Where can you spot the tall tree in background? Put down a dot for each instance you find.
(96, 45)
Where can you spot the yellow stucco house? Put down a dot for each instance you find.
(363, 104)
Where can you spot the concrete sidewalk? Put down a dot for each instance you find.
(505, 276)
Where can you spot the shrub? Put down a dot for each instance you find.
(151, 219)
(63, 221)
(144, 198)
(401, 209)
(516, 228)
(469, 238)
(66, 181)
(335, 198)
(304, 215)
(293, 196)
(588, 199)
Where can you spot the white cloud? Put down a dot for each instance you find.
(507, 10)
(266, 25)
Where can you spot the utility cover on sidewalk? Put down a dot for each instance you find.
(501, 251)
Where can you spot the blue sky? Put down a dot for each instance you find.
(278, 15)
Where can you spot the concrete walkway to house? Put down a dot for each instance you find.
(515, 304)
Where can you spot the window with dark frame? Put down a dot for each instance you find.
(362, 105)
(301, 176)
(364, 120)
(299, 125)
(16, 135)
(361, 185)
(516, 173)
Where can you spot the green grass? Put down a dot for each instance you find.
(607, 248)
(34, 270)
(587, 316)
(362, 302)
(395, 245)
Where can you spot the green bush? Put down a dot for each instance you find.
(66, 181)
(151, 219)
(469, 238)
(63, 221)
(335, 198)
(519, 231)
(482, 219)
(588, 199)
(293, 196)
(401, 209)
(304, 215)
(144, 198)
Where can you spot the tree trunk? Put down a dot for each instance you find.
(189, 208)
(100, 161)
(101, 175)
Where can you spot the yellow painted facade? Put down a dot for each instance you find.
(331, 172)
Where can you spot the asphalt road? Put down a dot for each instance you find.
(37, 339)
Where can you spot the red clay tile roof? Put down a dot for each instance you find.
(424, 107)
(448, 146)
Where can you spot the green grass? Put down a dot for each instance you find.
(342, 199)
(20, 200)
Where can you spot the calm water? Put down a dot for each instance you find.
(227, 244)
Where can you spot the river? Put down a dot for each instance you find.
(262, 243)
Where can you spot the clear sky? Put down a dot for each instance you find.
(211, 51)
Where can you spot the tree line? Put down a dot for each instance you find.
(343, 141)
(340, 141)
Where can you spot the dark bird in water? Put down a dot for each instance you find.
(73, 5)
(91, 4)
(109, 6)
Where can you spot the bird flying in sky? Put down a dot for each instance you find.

————————

> [TASK] Without leaving anything out, quote all the data.

> [TASK SOLUTION]
Where can you spot the tall tree in background? Put down a dot for each instance you find.
(96, 45)
Where can you spot the yellow stucco house? Put down a dot for each instance you find.
(363, 104)
Where can you spot the concrete sidewalk? Put down a dot for each instance you find.
(505, 276)
Where can you spot the shrub? Put down a dot for each instance you find.
(151, 219)
(63, 221)
(144, 198)
(401, 209)
(516, 228)
(469, 238)
(66, 181)
(335, 198)
(304, 215)
(293, 196)
(588, 199)
Where can you spot the white cloud? Put down a dot for each instance you find.
(507, 10)
(266, 25)
Where can you spot the utility cover on sidewalk? Put down a dot for each instance you find.
(501, 251)
Where can you spot the blue sky? Put down a dot for each instance you find.
(278, 15)
Where can you spot the concrete walkway to house? Put down a dot for each instance you find.
(515, 304)
Where can you spot the window with dark frame? Put down a dot for each instance you find.
(362, 105)
(301, 176)
(364, 120)
(299, 125)
(16, 135)
(361, 185)
(516, 173)
Where can you spot the green grass? Put down a dot for each instance you find.
(607, 248)
(34, 270)
(587, 316)
(362, 302)
(395, 245)
Where can you spot the green bush? Put down a dot for each instance you find.
(66, 181)
(151, 219)
(469, 238)
(63, 221)
(335, 198)
(519, 231)
(482, 219)
(588, 199)
(293, 196)
(401, 209)
(304, 215)
(144, 198)
Where can you spot the tree trunk? Put down a dot for each instance you find.
(189, 208)
(100, 161)
(101, 175)
Where can you spot the yellow painted facade? Put down a dot for each instance you find.
(331, 172)
Where can you spot the asphalt road? Put down a dot for each instance you find.
(37, 339)
Where can you spot the red clay tile roof? Put down a dot for each instance you find.
(424, 107)
(448, 146)
Where can you spot the green grass? Put down a dot for each instance you find.
(342, 199)
(20, 200)
Where can you spot the calm water? Put down a dot for each instance you find.
(227, 244)
Where can you spot the river? Put down a dot for each instance you find.
(262, 243)
Where can you spot the clear sky? Put down a dot for each instance you find.
(211, 51)
Where can you spot the tree line? Put down a dot for each instance you find.
(343, 141)
(340, 141)
Where can you spot the dark bird in water? Put down a dot for each instance you find.
(73, 5)
(91, 4)
(109, 6)
Where can you spot the bird flying in sky? Put down a dot for each instance you find.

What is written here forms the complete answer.